Schreibe den Textausschnitt über Trigger-Warnungen ab und ersetze dabei „Hochschulen“ durch „Universitäten“. Setze bei den Worten „Immer mehr Hochschulen“ ein und höre nach „leisesten Hauch vergehen.“ auf.

### Textausschnitt
- - -
Traumatisierende "Kreuzigung Jesu"?

Immer mehr Hochschulen sehen sich daher gezwungen, sogenannte "Trigger-Warnungen" auszusprechen: Die Studierenden wollen im vornherein darauf hingewiesen werden, dass etwa die im Unterricht verwendeten Bücher dazu angetan sind, ihre zarten Gefühle zu verletzen. Diese unerwünschten Auslöser ("trigger") können Schilderungen von Sex und Gewalt sein, aber auch die bloße Erwähnung von traumatiserenden historischen Geschehnissen wie dem Holocaust. Die Universität Glasgow warnt allen Ernstes Theologiestudenten davor, dass sie in einem Einführungskurs durch die Beschreibung eines grausamen Ereignisses Schaden nehmen könnten -nämlich der Kreuzigung Jesu. Für diese hypersensiblen jungen Menschen wurde der Begriff der "Generation Schneeflocke" geprägt, nicht nur, weil sich deren Angehörige für einzigartig halten, sondern weil sie auch so zerbrechlich sind, dass sie beim leisesten Hauch vergehen.
- - -
### Ausgangsdaten
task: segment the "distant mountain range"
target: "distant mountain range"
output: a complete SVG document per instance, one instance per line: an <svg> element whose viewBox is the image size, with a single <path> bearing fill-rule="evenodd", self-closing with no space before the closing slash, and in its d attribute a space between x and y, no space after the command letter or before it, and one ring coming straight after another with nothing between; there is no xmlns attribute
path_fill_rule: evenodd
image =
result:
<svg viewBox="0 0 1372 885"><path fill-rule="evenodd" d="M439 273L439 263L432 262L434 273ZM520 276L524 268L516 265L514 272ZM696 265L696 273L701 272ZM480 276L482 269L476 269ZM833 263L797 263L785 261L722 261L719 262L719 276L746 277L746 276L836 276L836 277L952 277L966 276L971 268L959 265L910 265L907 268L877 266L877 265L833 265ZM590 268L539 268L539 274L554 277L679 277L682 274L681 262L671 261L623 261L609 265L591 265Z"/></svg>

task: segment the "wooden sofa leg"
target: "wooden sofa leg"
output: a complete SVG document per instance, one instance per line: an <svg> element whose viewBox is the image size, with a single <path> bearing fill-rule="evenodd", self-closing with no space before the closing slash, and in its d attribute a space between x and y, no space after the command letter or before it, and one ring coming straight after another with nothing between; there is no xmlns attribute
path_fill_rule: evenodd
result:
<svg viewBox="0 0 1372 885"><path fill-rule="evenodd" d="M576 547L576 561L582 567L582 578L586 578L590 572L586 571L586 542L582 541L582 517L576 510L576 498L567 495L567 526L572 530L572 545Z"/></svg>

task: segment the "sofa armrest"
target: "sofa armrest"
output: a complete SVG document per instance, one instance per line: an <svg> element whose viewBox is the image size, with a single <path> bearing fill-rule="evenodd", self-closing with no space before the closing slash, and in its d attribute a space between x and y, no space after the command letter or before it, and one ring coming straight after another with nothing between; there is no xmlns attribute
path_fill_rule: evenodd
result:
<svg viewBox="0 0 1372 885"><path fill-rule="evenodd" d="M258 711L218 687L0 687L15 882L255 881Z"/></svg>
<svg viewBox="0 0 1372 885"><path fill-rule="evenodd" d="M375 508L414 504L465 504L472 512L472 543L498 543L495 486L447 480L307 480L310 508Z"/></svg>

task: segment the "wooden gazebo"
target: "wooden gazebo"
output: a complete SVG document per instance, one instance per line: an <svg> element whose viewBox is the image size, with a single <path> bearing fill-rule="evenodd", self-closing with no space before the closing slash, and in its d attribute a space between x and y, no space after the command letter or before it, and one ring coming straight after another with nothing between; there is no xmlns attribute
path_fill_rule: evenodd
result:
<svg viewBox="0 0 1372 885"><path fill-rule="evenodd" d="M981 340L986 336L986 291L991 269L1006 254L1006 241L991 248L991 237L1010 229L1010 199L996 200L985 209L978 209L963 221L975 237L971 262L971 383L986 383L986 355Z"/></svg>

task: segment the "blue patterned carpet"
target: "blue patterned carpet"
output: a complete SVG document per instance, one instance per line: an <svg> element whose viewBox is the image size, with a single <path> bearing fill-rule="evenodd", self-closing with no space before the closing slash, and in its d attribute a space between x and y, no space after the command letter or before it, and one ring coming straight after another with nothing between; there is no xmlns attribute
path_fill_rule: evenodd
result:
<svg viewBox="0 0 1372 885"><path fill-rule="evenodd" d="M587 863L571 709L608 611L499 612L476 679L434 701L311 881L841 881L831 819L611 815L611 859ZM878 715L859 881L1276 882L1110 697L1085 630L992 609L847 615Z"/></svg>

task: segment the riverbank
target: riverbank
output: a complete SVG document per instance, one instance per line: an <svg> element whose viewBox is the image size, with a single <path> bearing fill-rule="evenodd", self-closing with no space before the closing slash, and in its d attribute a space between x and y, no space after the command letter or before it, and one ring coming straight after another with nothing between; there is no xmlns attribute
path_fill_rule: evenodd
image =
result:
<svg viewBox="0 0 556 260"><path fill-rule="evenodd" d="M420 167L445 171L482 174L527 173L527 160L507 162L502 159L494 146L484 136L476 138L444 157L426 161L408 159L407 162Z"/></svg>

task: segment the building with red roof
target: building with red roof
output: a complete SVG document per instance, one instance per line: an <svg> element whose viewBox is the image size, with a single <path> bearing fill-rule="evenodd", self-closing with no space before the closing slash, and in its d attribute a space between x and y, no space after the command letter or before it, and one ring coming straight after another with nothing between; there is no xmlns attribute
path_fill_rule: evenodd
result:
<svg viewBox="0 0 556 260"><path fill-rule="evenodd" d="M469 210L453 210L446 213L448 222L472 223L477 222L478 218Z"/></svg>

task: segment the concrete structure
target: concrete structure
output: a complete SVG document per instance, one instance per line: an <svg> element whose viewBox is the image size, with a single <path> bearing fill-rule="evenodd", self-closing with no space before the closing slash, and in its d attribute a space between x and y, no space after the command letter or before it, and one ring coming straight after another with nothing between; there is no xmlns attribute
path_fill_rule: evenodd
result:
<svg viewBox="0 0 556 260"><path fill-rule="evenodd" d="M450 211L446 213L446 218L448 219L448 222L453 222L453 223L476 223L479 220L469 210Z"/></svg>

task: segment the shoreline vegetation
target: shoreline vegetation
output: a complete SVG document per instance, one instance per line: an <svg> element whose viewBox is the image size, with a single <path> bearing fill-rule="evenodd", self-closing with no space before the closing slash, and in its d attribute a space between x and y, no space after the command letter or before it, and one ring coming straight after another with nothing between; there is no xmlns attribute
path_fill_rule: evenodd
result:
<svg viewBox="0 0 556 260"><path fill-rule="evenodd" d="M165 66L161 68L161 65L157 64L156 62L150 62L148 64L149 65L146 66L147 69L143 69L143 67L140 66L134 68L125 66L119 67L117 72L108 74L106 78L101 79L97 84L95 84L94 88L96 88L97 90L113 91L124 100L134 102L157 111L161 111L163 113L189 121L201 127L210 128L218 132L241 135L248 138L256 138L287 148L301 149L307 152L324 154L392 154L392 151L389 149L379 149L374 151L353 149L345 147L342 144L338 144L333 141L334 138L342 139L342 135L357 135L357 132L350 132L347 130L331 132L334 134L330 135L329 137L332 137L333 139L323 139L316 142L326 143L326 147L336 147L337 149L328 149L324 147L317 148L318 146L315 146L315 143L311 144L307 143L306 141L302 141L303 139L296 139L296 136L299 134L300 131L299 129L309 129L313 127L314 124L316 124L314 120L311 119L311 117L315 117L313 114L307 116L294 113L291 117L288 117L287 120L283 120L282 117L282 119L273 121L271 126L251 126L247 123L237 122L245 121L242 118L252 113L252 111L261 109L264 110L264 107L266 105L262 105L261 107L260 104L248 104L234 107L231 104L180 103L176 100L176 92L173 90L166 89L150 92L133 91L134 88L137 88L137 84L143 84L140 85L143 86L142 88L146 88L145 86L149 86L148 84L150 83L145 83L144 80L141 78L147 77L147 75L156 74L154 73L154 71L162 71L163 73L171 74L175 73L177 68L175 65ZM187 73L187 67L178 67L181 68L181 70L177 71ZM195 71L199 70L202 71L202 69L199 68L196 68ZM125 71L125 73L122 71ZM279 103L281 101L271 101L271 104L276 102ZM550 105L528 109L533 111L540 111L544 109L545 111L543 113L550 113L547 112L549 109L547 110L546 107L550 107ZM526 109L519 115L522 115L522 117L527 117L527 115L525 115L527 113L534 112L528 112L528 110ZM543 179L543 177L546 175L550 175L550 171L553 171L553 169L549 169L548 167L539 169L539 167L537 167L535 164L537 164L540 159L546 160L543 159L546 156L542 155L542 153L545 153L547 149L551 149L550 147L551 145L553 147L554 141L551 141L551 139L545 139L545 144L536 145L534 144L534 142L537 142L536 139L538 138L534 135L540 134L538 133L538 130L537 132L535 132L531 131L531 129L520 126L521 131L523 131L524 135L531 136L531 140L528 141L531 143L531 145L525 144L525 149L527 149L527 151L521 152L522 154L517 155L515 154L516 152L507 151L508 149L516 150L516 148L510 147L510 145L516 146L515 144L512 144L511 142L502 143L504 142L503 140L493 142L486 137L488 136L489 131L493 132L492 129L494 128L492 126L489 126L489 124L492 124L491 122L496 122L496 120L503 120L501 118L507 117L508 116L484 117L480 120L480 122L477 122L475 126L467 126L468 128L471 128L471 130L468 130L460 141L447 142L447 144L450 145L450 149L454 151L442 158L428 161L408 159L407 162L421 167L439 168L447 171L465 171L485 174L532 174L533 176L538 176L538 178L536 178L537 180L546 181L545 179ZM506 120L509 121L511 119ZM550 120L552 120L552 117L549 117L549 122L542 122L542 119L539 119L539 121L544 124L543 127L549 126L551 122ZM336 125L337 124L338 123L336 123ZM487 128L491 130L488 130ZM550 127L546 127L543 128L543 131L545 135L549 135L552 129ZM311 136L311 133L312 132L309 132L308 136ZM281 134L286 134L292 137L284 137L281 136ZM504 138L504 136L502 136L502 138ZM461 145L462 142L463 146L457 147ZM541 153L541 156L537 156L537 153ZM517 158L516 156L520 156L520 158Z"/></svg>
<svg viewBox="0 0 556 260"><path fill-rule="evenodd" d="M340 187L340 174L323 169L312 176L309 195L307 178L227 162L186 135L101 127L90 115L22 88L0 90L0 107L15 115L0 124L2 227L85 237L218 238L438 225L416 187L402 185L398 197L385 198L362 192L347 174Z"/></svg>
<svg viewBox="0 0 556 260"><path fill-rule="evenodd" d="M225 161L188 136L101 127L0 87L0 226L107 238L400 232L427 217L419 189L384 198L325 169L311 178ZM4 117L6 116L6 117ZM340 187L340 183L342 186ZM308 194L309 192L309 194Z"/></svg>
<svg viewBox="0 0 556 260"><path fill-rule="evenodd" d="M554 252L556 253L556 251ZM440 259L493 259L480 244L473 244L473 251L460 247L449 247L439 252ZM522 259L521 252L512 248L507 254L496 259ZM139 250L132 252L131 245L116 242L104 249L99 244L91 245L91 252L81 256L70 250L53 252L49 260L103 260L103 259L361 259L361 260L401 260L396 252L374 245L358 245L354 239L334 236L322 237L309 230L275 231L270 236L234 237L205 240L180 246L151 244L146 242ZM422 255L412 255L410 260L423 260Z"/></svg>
- - -
### Ergebnis
Immer mehr Universitäten sehen sich daher gezwungen, sogenannte "Trigger-Warnungen" auszusprechen: Die Studierenden wollen im vornherein darauf hingewiesen werden, dass etwa die im Unterricht verwendeten Bücher dazu angetan sind, ihre zarten Gefühle zu verletzen. Diese unerwünschten Auslöser ("trigger") können Schilderungen von Sex und Gewalt sein, aber auch die bloße Erwähnung von traumatiserenden historischen Geschehnissen wie dem Holocaust. Die Universität Glasgow warnt allen Ernstes Theologiestudenten davor, dass sie in einem Einführungskurs durch die Beschreibung eines grausamen Ereignisses Schaden nehmen könnten -nämlich der Kreuzigung Jesu. Für diese hypersensiblen jungen Menschen wurde der Begriff der "Generation Schneeflocke" geprägt, nicht nur, weil sich deren Angehörige für einzigartig halten, sondern weil sie auch so zerbrechlich sind, dass sie beim leisesten Hauch vergehen.